Data entries
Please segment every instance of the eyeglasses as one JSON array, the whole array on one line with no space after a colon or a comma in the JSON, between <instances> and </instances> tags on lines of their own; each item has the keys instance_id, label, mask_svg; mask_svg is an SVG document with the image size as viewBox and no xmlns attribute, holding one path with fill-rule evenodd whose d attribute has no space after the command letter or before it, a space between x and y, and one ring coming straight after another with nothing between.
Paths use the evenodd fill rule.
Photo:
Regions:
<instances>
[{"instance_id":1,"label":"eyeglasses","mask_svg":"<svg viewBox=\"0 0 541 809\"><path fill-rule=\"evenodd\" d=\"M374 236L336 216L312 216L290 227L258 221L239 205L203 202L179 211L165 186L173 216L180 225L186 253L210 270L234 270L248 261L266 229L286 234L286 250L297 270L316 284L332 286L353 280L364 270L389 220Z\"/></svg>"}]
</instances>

**Problem statement**
Copy out the data exactly as it stands, leaving nothing out.

**Solution for this task**
Please segment every instance of the eyeglasses as one JSON array, the whole array on one line with no space after a colon or a comma in the JSON, between <instances> and </instances> tags on lines of their own; each item has the keys instance_id, label, mask_svg; mask_svg is an SVG document with the image size as viewBox and no xmlns attribute, holding one path with fill-rule evenodd whose d attribute has no space after the command letter or before it, a space between x and y, and one ring coming straight after another with nothing between.
Paths use the evenodd fill rule.
Photo:
Regions:
<instances>
[{"instance_id":1,"label":"eyeglasses","mask_svg":"<svg viewBox=\"0 0 541 809\"><path fill-rule=\"evenodd\" d=\"M374 236L336 216L312 216L290 227L258 221L239 205L203 202L179 211L165 186L173 216L180 225L186 253L210 270L234 270L248 261L266 229L286 234L286 250L297 270L316 284L332 286L353 280L364 270L389 220Z\"/></svg>"}]
</instances>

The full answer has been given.